++++ EXERCISE MATERIALS ++++

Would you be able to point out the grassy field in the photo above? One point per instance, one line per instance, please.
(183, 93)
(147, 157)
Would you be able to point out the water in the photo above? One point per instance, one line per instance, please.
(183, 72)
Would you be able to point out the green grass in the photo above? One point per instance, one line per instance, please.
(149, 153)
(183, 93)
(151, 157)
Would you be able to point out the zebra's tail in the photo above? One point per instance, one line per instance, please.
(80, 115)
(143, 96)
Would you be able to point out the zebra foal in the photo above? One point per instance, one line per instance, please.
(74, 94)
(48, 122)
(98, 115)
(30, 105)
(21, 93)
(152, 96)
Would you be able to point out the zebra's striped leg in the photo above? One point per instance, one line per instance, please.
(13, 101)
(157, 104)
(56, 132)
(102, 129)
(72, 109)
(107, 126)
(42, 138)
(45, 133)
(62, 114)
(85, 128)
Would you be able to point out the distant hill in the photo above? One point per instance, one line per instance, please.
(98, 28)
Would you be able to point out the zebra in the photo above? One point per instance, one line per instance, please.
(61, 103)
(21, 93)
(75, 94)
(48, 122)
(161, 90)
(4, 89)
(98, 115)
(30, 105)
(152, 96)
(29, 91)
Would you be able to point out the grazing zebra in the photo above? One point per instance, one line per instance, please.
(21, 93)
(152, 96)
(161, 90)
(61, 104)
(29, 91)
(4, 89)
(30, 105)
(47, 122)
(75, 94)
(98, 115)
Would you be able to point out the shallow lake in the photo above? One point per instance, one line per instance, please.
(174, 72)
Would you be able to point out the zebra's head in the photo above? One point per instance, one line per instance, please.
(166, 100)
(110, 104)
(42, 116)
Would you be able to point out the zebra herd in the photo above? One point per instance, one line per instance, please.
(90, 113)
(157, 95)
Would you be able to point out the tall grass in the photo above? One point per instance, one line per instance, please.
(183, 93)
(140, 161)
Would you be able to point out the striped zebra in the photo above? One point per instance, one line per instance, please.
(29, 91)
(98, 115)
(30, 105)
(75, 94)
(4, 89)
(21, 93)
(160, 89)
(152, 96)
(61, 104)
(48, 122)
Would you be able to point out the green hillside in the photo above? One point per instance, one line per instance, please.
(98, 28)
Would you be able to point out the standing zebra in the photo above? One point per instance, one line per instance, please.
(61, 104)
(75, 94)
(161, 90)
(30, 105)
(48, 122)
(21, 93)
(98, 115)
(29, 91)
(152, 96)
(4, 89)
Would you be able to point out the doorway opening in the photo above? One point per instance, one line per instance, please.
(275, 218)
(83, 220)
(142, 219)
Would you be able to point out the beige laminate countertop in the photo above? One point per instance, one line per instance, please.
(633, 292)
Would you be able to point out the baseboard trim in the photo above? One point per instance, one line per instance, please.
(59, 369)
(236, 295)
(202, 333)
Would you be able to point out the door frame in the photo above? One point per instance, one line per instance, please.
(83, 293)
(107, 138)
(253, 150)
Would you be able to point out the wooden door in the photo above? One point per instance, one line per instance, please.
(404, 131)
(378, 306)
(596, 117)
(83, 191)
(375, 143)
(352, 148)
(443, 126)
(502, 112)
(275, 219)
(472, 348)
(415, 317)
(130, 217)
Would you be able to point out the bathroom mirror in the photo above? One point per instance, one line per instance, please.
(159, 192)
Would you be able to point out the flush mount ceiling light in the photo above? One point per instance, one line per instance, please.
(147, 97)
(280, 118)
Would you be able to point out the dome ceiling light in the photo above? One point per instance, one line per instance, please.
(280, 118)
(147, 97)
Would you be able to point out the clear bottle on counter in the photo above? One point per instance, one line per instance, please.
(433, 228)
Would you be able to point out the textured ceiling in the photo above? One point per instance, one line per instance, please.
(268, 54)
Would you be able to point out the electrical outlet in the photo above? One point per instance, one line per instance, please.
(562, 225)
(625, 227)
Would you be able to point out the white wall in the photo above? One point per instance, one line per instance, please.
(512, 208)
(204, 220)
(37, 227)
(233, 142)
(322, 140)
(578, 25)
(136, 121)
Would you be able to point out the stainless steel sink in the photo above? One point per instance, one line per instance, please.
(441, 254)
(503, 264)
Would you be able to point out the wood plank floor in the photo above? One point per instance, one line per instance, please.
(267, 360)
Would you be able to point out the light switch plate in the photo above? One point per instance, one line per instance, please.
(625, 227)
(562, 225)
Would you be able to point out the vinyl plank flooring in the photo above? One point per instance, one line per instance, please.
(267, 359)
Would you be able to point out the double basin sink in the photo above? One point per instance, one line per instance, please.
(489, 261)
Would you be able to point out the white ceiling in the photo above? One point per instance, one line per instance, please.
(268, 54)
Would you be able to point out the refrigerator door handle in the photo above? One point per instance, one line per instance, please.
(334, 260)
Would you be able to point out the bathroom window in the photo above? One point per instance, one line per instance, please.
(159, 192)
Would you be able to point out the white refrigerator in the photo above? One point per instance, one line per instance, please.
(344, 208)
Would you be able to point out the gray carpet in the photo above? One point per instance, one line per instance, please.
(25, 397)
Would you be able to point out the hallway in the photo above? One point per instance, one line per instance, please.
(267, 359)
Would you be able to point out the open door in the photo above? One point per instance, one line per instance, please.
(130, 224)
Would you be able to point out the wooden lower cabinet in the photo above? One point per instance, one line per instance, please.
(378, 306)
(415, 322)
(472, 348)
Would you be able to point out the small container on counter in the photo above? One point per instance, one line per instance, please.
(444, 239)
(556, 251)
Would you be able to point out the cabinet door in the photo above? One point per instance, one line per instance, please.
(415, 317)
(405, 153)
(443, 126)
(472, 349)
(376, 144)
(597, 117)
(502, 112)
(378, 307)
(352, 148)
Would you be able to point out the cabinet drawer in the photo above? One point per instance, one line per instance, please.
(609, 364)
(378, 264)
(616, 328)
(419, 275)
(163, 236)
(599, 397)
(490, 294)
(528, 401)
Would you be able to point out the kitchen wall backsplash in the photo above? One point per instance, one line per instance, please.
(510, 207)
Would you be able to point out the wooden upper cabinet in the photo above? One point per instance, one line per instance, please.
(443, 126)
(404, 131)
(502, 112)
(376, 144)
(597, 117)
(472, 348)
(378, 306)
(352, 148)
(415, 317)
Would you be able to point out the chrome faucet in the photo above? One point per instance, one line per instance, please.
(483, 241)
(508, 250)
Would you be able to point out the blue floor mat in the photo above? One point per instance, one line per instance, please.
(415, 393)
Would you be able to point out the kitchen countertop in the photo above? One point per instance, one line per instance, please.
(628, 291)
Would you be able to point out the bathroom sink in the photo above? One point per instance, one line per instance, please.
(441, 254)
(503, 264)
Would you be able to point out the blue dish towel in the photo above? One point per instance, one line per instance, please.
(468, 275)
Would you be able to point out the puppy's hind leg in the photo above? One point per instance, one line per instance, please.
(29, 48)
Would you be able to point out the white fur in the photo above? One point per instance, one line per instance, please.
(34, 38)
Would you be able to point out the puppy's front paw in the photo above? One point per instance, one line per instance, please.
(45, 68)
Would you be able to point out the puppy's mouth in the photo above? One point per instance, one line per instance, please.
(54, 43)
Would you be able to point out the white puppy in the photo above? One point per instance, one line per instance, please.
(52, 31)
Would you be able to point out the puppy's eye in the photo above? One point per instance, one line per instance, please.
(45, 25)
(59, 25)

++++

GIVEN PROBLEM: Retype the entries one by one, exactly.

TASK ANSWER:
Would you be able to point out the grassy field in the photo above? One point per instance, one line per instance, please.
(183, 93)
(147, 157)
Would you be able to point out the water in the photo above? One point per instance, one line per instance, please.
(183, 72)
Would you be able to point out the green grass in the photo above? One point per instance, one line per instance, please.
(149, 153)
(183, 93)
(151, 157)
Would you be able to point out the zebra's tail in the photo above? One point per instance, one line per instance, please.
(80, 115)
(143, 96)
Would you be able to point out the zebra foal in the photo above? One point per instance, one line per instance, please.
(74, 94)
(48, 122)
(98, 115)
(30, 105)
(21, 93)
(152, 96)
Would you be able to point out the zebra's striped leg in the photo above? One point per instance, one line per instance, please.
(13, 101)
(157, 104)
(56, 132)
(102, 129)
(72, 109)
(107, 126)
(42, 138)
(45, 133)
(62, 114)
(85, 128)
Would you be able to point out the distant hill in the photo above? One point per instance, one line per instance, please.
(98, 28)
Would you be able to point out the zebra in the photo above? One point per instance, one line per instance, please.
(61, 103)
(21, 93)
(75, 94)
(48, 122)
(161, 90)
(4, 89)
(98, 115)
(30, 105)
(152, 96)
(29, 91)
Would you be able to point out the grazing zebra in the photo above? One point per instance, one line per instance, please.
(21, 93)
(152, 96)
(161, 90)
(61, 104)
(29, 91)
(4, 89)
(30, 105)
(47, 122)
(75, 94)
(98, 115)
Would you be able to point out the shallow lake in the photo above? One point per instance, one line per instance, please.
(174, 72)
Would you be able to point out the zebra's head in the photo above? One point per instance, one line per instance, please.
(166, 100)
(110, 104)
(42, 116)
Would you be able to point out the zebra herd in the photo above? One point per instance, one line per instance, please.
(90, 113)
(157, 95)
Would you be able to point out the tall grass in the photo above? One point per instance, one line per instance, please.
(183, 93)
(140, 161)
Would you be able to point out the striped zebra in the photo above? One point per instance, one line per instance, please.
(29, 91)
(98, 115)
(30, 105)
(75, 94)
(4, 89)
(21, 93)
(160, 89)
(152, 96)
(61, 104)
(48, 122)
Would you be able to point out the green hillside in the photo above? One point per instance, one line per instance, please.
(98, 28)
Would you be able to point out the standing zebra in the photo above? One point per instance, one line per instance, please.
(61, 104)
(75, 94)
(161, 90)
(30, 105)
(48, 122)
(21, 93)
(98, 115)
(29, 91)
(152, 96)
(4, 89)
Would you be able to point out the doorway opening in the photo above? One point per instance, one line per instance, please.
(275, 218)
(83, 220)
(142, 219)
Would you be able to point out the beige laminate countertop in the photo above? One point per instance, one line per instance, please.
(633, 292)
Would you be able to point out the baseboard trim in the photo above? One point per instance, one line per instance, please.
(59, 369)
(236, 295)
(202, 333)
Would you be able to point out the door frame in the photo above? One point per instance, one line per instance, please.
(83, 293)
(107, 138)
(253, 150)
Would you be able to point out the wooden door in the photo above? One point per instance, one line per instance, please.
(404, 131)
(378, 306)
(596, 117)
(83, 191)
(375, 143)
(352, 148)
(443, 126)
(502, 112)
(275, 219)
(472, 348)
(415, 317)
(130, 217)
Would you be able to point out the bathroom mirror in the photo above? One point per instance, one line per instance, please.
(159, 192)
Would you be able to point out the flush mount ceiling light in the photo above? One point per instance, one line per instance, please.
(147, 97)
(280, 118)
Would you be able to point out the dome ceiling light in the photo above? One point per instance, one line per instance, please.
(280, 118)
(147, 97)
Would you be able to point out the clear bottle on counter in the photo above? One point per instance, one line per instance, please.
(433, 228)
Would you be able to point out the textured ceiling in the photo above? One point per instance, one line per instance, please.
(268, 54)
Would you be able to point out the electrical outlet in the photo above? One point per instance, one line per instance, please.
(562, 225)
(625, 227)
Would you be able to point out the white wall in the photo above? One point per instance, one line per instance, please.
(512, 208)
(204, 220)
(37, 227)
(233, 142)
(322, 140)
(578, 25)
(136, 121)
Would you be able to point out the stainless steel sink in the photo above? One point per instance, one line per instance, please.
(441, 254)
(503, 264)
Would you be able to point out the wood plank floor in the photo above? One point per instance, one line per instance, please.
(267, 360)
Would you be able to point out the light switch plate in the photo above? One point per instance, one line per instance, please.
(625, 227)
(562, 225)
Would you be able to point out the vinyl plank flooring in the photo above? One point per instance, one line per instance, please.
(267, 359)
Would you be able to point out the double basin sink in the photo above? One point per instance, one line per instance, please.
(489, 261)
Would you be able to point out the white ceiling in the photo above? One point per instance, one line per instance, please.
(268, 54)
Would you be able to point out the refrigerator door handle in the photo above? One point per instance, one line per instance, please.
(334, 260)
Would you be able to point out the bathroom window in the photo above? One point per instance, one line per instance, please.
(159, 192)
Would you be able to point out the white refrigerator in the photo above? One point per instance, one line per instance, please.
(344, 208)
Would you be able to point out the gray carpet in the photo above? One point per instance, one line per instance, please.
(25, 397)
Would you be able to point out the hallway in the photo above? One point per instance, one line per instance, please.
(267, 359)
Would you be able to point out the open door in the photo above? One point per instance, one line per instance, please.
(130, 224)
Would you be able to point out the wooden lower cabinet in the photo above? One point per instance, one line per instance, please.
(378, 306)
(415, 322)
(472, 348)
Would you be able to point out the small container on counter in the photo above? One point per instance, one line per instance, please.
(444, 239)
(556, 251)
Would you be able to point out the cabinet door in the photo above? One point per instance, one line per instance, please.
(415, 317)
(405, 153)
(443, 126)
(472, 349)
(376, 144)
(597, 117)
(502, 112)
(378, 307)
(352, 148)
Would you be able to point out the cabinet drawer in the photo above? One point per instance, one line per instance, please.
(609, 364)
(378, 264)
(616, 328)
(419, 275)
(163, 236)
(599, 397)
(490, 294)
(528, 401)
Would you be able to point out the kitchen wall backsplash in the photo above? One point per instance, one line per instance, please.
(510, 207)
Would you be able to point out the wooden upper cabinet in the photo above? One point per instance, one line per instance, please.
(443, 126)
(404, 131)
(502, 112)
(376, 144)
(597, 117)
(472, 348)
(378, 306)
(352, 148)
(415, 317)
Would you be able to point out the chrome faucet in the photo above? One point per instance, one line per instance, please.
(483, 241)
(508, 250)
Would you be able to point out the blue floor mat in the photo above? One point per instance, one line per instance, please.
(415, 393)
Would you be able to point out the kitchen countertop in the photo above? One point per instance, one line per instance, please.
(628, 291)
Would you be able to point out the bathroom sink in the photo above? One point per instance, one line per instance, please.
(441, 254)
(503, 264)
Would you be able to point out the blue dish towel in the photo above? One point per instance, one line per instance, please.
(468, 275)
Would you be able to point out the puppy's hind leg in the photo above? One point per instance, one line per instance, please.
(29, 48)
Would you be able to point out the white fur in the photo above? One point per instance, one line per instance, please.
(34, 38)
Would you be able to point out the puppy's front paw in the photo above? One point per instance, one line per instance, please.
(45, 68)
Would you be able to point out the puppy's mouth in the photo above? One point per instance, one line per instance, please.
(54, 43)
Would you be able to point out the white puppy in the photo above? One point per instance, one line per instance, please.
(52, 31)
Would you be able to point out the puppy's eye in the photo above? One point per instance, one line per instance, please.
(45, 25)
(59, 25)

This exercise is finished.